In the data below, locate each line with the word "rock" and list it.

(Data extracted from a collection)
⟨

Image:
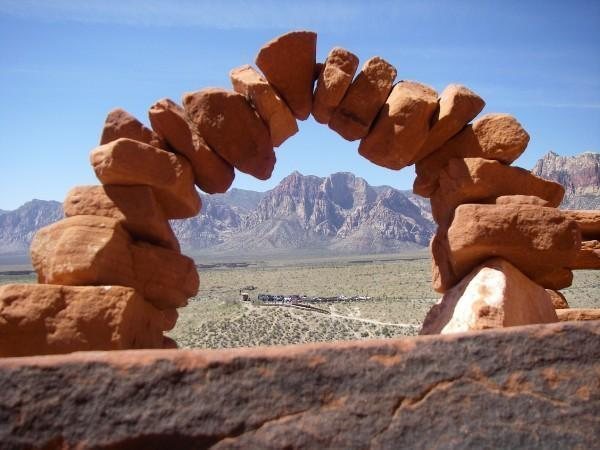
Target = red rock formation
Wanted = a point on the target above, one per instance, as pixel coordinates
(288, 63)
(40, 319)
(401, 127)
(363, 100)
(212, 173)
(233, 129)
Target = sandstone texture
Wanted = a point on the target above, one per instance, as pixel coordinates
(37, 319)
(521, 387)
(558, 299)
(458, 105)
(288, 63)
(588, 221)
(402, 126)
(364, 98)
(493, 136)
(271, 108)
(233, 129)
(333, 81)
(538, 241)
(212, 173)
(494, 295)
(578, 314)
(120, 124)
(472, 180)
(135, 207)
(129, 162)
(94, 250)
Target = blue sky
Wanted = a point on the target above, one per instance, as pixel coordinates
(64, 64)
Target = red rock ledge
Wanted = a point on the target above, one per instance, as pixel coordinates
(524, 387)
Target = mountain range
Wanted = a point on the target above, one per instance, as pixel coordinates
(338, 214)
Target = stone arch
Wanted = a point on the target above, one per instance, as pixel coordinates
(111, 273)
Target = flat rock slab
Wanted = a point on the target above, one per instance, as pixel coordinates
(524, 387)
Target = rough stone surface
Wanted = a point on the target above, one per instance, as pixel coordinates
(271, 108)
(363, 100)
(135, 207)
(558, 299)
(120, 124)
(538, 241)
(588, 221)
(333, 82)
(494, 295)
(522, 387)
(233, 129)
(39, 319)
(493, 136)
(288, 63)
(474, 180)
(93, 250)
(129, 162)
(458, 105)
(402, 126)
(588, 257)
(211, 172)
(578, 314)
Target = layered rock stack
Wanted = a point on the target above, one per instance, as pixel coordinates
(112, 275)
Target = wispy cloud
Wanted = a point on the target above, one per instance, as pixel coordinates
(235, 14)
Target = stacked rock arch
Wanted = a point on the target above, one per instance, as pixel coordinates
(112, 275)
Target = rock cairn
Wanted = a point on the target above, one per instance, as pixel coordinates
(111, 272)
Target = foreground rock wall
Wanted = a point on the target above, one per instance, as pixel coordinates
(117, 234)
(523, 387)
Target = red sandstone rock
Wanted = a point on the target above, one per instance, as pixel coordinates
(211, 172)
(364, 98)
(40, 319)
(288, 63)
(536, 240)
(588, 256)
(129, 162)
(333, 81)
(579, 314)
(271, 108)
(233, 129)
(588, 221)
(402, 126)
(120, 124)
(472, 180)
(135, 207)
(458, 105)
(558, 299)
(94, 250)
(520, 200)
(493, 136)
(534, 386)
(494, 295)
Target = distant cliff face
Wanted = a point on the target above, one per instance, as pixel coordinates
(580, 175)
(341, 213)
(18, 227)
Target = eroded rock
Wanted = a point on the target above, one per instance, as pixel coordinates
(494, 295)
(233, 129)
(288, 63)
(333, 81)
(212, 173)
(363, 99)
(402, 126)
(493, 136)
(135, 207)
(129, 162)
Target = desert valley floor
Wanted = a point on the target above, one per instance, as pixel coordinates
(398, 286)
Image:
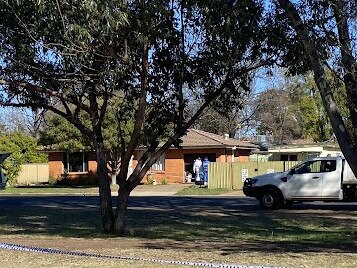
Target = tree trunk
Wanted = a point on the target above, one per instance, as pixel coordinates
(104, 189)
(121, 210)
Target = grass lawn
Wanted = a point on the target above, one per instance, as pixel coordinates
(289, 238)
(52, 189)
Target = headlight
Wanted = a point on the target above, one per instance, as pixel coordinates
(254, 181)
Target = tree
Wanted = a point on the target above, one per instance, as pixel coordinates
(275, 116)
(234, 117)
(323, 30)
(72, 58)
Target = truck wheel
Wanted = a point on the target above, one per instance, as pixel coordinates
(288, 204)
(270, 199)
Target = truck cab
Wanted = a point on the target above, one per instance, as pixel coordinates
(321, 178)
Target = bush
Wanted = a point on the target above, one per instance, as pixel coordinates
(89, 179)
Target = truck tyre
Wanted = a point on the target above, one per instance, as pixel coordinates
(270, 199)
(288, 204)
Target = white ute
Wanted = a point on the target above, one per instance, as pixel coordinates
(316, 179)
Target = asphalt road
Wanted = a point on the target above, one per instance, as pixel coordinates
(222, 202)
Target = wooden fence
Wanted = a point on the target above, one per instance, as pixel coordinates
(232, 175)
(33, 173)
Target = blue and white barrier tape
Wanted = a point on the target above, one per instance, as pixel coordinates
(95, 255)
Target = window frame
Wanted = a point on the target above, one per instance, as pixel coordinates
(84, 164)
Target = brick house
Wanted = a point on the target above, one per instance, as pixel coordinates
(173, 165)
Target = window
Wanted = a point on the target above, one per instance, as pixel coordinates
(316, 167)
(159, 164)
(288, 157)
(75, 162)
(328, 166)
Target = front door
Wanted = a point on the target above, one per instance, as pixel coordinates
(306, 180)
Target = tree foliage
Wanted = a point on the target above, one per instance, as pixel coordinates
(325, 33)
(74, 58)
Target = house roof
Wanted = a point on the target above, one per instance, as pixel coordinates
(198, 138)
(307, 147)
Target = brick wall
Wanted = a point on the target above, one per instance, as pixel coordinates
(174, 163)
(175, 167)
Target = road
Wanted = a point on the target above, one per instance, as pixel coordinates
(222, 202)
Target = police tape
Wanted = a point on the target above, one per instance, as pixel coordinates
(95, 255)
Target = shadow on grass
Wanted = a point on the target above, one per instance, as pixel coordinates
(228, 224)
(56, 186)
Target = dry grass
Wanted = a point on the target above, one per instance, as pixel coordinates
(143, 248)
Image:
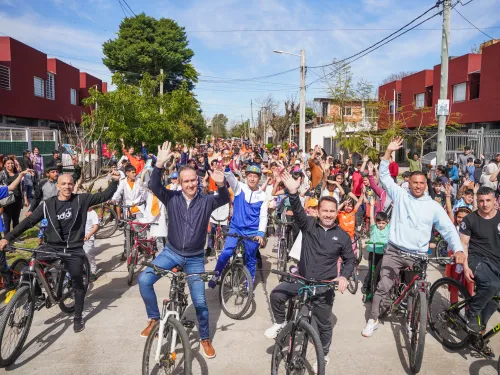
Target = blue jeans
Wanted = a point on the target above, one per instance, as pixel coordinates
(168, 259)
(251, 248)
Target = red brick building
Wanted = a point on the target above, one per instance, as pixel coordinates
(473, 83)
(37, 91)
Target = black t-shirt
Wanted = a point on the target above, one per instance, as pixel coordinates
(484, 235)
(65, 217)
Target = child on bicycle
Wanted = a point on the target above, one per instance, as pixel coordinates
(347, 221)
(379, 232)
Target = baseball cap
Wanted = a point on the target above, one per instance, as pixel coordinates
(313, 202)
(254, 169)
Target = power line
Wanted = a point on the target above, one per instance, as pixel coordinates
(128, 6)
(380, 41)
(478, 29)
(327, 30)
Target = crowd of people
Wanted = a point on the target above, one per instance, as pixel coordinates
(331, 199)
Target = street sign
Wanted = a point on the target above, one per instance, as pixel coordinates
(443, 107)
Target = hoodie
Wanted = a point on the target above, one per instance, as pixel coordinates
(413, 218)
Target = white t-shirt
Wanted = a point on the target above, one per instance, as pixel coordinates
(92, 219)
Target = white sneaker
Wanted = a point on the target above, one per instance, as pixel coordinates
(315, 367)
(273, 331)
(371, 326)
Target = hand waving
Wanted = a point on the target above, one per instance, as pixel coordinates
(163, 154)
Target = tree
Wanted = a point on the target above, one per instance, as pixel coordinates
(397, 76)
(239, 130)
(132, 112)
(219, 129)
(146, 45)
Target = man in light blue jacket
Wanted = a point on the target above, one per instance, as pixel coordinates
(413, 216)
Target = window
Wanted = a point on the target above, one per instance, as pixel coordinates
(4, 77)
(39, 87)
(419, 100)
(391, 106)
(73, 97)
(51, 88)
(459, 92)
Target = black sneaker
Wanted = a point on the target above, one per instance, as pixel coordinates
(473, 323)
(78, 324)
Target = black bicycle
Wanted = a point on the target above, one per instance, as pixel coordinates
(45, 270)
(236, 285)
(448, 303)
(298, 348)
(167, 349)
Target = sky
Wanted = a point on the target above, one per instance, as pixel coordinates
(226, 57)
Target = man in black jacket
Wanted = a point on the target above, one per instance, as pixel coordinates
(66, 215)
(188, 212)
(323, 242)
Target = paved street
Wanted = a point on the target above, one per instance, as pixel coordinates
(115, 316)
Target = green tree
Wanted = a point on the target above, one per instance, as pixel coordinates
(132, 112)
(146, 45)
(219, 129)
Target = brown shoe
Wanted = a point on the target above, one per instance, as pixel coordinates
(151, 324)
(208, 349)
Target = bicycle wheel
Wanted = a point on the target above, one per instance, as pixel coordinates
(132, 261)
(236, 291)
(67, 303)
(418, 326)
(15, 325)
(446, 318)
(108, 223)
(305, 348)
(353, 282)
(177, 361)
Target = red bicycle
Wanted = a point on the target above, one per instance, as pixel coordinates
(141, 245)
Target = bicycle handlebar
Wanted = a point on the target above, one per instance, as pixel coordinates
(37, 250)
(160, 270)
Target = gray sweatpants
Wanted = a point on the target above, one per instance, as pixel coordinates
(392, 263)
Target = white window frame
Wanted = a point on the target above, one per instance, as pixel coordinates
(4, 77)
(391, 106)
(40, 82)
(50, 86)
(73, 96)
(459, 96)
(420, 100)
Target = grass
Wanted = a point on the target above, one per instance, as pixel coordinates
(29, 239)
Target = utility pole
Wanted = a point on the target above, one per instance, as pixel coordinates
(302, 109)
(161, 89)
(443, 90)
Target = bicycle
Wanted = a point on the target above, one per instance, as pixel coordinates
(450, 323)
(290, 348)
(285, 241)
(218, 237)
(140, 245)
(45, 270)
(236, 285)
(174, 354)
(409, 296)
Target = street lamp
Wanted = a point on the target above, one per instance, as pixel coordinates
(302, 107)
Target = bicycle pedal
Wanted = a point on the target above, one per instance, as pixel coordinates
(188, 323)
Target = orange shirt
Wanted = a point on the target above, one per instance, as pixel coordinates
(347, 221)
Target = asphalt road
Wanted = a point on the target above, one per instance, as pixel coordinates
(115, 316)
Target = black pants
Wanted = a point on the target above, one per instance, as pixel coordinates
(74, 266)
(487, 279)
(11, 214)
(323, 303)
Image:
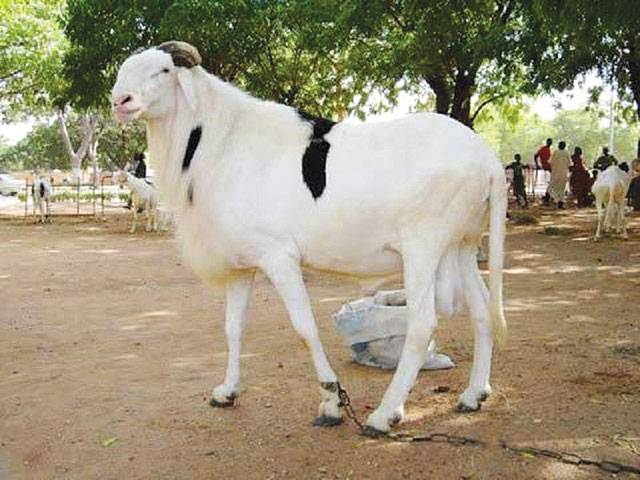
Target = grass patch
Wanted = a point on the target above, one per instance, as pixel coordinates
(524, 218)
(558, 232)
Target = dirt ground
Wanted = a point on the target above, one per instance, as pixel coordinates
(109, 349)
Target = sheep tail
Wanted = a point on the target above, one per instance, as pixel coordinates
(497, 215)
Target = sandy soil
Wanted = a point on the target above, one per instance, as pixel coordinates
(109, 348)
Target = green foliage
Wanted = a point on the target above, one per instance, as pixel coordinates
(32, 45)
(468, 52)
(525, 133)
(43, 146)
(590, 35)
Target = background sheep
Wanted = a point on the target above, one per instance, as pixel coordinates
(257, 185)
(610, 191)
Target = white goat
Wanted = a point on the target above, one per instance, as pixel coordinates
(143, 197)
(41, 193)
(258, 185)
(610, 190)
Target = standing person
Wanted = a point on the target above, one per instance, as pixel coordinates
(544, 154)
(580, 180)
(605, 160)
(519, 189)
(634, 187)
(139, 170)
(560, 163)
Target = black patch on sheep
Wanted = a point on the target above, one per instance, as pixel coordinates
(190, 193)
(314, 160)
(192, 145)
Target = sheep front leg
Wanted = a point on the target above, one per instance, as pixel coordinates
(41, 206)
(134, 208)
(600, 214)
(286, 276)
(147, 215)
(238, 292)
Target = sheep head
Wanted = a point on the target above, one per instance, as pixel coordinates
(149, 81)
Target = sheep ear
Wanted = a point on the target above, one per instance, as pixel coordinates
(185, 80)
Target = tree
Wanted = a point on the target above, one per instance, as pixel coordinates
(32, 45)
(44, 147)
(590, 35)
(282, 51)
(523, 132)
(468, 52)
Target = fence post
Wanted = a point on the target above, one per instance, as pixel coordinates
(26, 200)
(78, 197)
(93, 195)
(102, 197)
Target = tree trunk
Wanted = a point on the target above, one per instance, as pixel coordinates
(443, 96)
(87, 129)
(633, 62)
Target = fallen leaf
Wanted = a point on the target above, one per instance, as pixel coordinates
(107, 442)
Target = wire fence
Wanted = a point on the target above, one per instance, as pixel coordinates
(78, 199)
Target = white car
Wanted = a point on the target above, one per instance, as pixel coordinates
(10, 185)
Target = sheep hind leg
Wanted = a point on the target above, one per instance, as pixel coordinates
(238, 292)
(622, 221)
(600, 215)
(477, 299)
(286, 277)
(420, 265)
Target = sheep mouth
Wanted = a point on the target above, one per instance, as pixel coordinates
(126, 116)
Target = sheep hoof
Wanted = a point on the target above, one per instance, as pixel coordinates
(327, 421)
(229, 402)
(462, 407)
(372, 432)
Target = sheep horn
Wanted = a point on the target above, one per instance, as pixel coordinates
(182, 53)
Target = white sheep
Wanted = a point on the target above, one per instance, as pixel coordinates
(41, 193)
(610, 191)
(145, 198)
(258, 185)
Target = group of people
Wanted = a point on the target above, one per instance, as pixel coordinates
(557, 166)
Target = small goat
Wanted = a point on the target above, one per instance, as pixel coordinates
(41, 193)
(258, 185)
(143, 197)
(610, 191)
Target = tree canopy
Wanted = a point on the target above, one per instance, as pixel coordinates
(32, 45)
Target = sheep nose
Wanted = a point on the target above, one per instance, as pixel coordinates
(122, 100)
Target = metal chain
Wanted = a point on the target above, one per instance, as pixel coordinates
(345, 402)
(459, 441)
(572, 459)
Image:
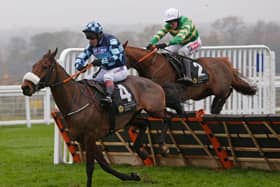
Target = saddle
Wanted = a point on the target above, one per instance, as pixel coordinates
(187, 66)
(123, 99)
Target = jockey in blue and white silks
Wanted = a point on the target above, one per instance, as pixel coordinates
(109, 54)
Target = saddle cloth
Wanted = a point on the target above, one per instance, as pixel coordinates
(123, 98)
(178, 62)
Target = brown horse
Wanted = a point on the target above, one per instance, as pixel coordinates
(222, 78)
(81, 109)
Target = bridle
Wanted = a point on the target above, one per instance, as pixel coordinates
(44, 82)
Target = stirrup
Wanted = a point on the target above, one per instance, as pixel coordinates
(185, 79)
(107, 100)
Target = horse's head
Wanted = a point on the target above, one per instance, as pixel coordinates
(41, 75)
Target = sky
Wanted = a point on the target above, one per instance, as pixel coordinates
(61, 14)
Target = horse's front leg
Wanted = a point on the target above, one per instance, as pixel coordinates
(90, 156)
(164, 150)
(106, 167)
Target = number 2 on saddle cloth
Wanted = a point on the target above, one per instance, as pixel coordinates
(183, 64)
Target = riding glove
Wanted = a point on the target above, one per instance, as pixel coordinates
(161, 45)
(78, 65)
(96, 62)
(150, 46)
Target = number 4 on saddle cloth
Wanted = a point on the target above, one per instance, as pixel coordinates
(123, 99)
(186, 66)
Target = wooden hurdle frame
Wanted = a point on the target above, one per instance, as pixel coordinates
(197, 139)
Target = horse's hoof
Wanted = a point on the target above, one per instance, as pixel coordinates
(135, 177)
(164, 150)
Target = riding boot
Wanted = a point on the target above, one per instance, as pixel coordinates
(109, 85)
(187, 77)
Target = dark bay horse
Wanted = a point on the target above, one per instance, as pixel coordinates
(80, 106)
(222, 78)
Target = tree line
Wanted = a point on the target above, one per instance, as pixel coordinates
(17, 57)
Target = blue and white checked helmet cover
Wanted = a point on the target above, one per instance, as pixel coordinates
(93, 27)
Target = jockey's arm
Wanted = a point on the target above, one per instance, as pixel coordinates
(179, 38)
(159, 35)
(115, 54)
(83, 56)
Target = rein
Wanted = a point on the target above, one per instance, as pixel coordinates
(147, 55)
(73, 76)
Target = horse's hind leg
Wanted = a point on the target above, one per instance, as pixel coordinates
(164, 150)
(218, 103)
(93, 153)
(141, 125)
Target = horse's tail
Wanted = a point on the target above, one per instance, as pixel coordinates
(242, 85)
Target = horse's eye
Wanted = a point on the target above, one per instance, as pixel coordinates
(45, 67)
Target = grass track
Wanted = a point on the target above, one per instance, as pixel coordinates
(26, 159)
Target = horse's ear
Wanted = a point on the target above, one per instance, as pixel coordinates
(125, 44)
(53, 54)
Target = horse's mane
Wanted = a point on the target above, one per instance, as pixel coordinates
(138, 48)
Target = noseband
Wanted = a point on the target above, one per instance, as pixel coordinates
(44, 82)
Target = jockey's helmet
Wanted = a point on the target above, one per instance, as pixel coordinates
(171, 14)
(93, 30)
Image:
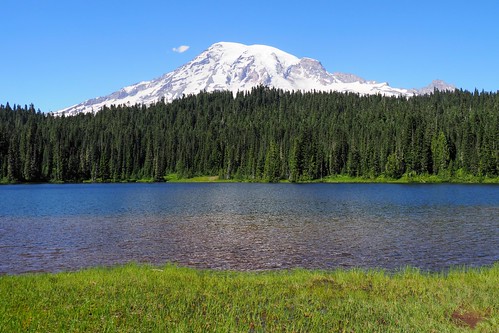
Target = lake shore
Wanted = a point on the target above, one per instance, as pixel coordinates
(338, 179)
(170, 298)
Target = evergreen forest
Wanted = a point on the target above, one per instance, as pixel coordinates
(266, 135)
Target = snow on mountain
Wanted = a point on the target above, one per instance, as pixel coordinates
(237, 67)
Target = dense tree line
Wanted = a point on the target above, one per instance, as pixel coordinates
(263, 135)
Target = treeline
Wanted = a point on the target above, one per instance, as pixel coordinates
(263, 135)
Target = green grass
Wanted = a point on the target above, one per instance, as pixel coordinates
(145, 298)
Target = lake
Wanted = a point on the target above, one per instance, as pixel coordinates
(242, 226)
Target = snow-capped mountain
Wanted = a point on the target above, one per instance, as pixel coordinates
(237, 67)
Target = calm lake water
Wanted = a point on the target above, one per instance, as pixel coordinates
(248, 226)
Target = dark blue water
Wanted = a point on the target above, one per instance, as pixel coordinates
(248, 226)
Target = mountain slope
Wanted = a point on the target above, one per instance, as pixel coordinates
(237, 67)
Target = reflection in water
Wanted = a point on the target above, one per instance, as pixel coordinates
(248, 226)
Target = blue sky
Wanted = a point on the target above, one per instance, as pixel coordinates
(59, 53)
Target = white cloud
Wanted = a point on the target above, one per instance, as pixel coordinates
(181, 48)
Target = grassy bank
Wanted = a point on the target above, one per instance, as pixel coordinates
(172, 299)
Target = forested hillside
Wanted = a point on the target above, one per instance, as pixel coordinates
(264, 135)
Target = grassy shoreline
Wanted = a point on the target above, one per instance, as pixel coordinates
(176, 299)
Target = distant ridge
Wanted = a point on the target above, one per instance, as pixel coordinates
(237, 67)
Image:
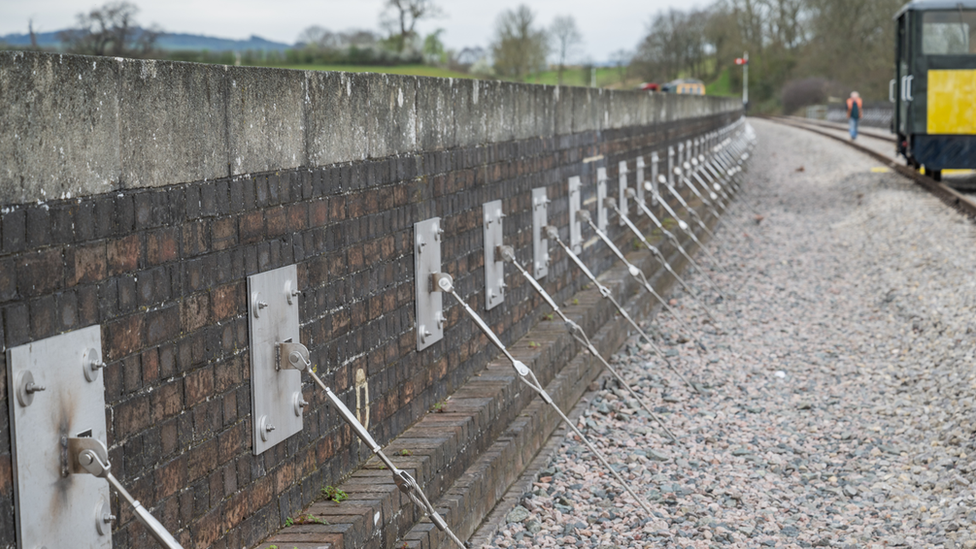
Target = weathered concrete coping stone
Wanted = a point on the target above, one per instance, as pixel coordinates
(78, 126)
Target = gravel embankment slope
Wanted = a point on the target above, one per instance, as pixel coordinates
(841, 409)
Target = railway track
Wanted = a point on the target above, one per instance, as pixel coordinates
(950, 196)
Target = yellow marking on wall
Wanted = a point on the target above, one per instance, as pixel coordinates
(952, 102)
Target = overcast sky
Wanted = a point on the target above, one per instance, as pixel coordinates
(606, 25)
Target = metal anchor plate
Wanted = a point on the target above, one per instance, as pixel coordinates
(54, 508)
(494, 266)
(622, 192)
(601, 195)
(640, 184)
(272, 318)
(427, 261)
(575, 201)
(540, 244)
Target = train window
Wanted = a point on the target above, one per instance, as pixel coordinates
(949, 32)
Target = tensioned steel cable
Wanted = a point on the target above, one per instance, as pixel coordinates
(403, 480)
(553, 233)
(639, 275)
(691, 211)
(576, 331)
(674, 241)
(659, 256)
(445, 284)
(681, 223)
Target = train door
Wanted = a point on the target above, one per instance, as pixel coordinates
(904, 79)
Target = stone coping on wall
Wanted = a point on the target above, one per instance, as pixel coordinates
(79, 126)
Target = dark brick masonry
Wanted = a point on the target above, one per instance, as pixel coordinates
(164, 273)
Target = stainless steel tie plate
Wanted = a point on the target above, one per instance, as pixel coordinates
(276, 393)
(655, 168)
(601, 199)
(56, 392)
(640, 184)
(670, 173)
(427, 261)
(575, 203)
(494, 265)
(622, 191)
(540, 244)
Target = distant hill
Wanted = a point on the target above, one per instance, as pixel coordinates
(167, 41)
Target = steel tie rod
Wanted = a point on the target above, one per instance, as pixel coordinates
(681, 224)
(91, 456)
(691, 211)
(674, 241)
(659, 256)
(508, 254)
(639, 275)
(444, 283)
(722, 199)
(553, 233)
(403, 480)
(706, 200)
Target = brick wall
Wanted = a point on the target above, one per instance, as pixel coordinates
(162, 268)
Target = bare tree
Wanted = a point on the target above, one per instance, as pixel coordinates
(621, 58)
(519, 48)
(110, 30)
(401, 16)
(566, 39)
(674, 46)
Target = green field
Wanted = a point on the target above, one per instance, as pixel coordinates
(722, 86)
(606, 77)
(413, 70)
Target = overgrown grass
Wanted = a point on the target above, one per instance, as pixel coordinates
(722, 85)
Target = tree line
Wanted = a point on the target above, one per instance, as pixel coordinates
(800, 51)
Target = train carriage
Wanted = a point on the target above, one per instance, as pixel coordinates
(934, 89)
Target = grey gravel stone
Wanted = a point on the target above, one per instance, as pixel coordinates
(858, 286)
(518, 514)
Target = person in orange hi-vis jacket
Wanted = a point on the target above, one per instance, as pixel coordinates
(855, 107)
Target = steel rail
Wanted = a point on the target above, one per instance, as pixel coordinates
(948, 195)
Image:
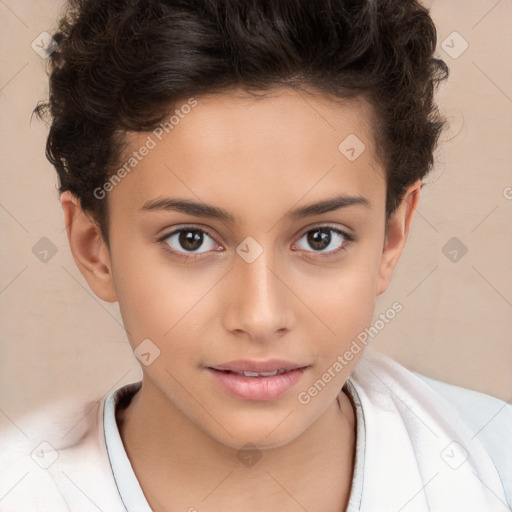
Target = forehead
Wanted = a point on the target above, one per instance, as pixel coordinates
(234, 146)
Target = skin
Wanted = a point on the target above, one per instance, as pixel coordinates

⟩

### [SOLUTION TO THE PROBLEM]
Target = red rock formation
Target = red rock ledge
Target = flat rock slab
Target = layered rock stack
Target = stacked rock arch
Target = rock cairn
Target = foreground rock wall
Target = red sandstone rock
Target = eroded rock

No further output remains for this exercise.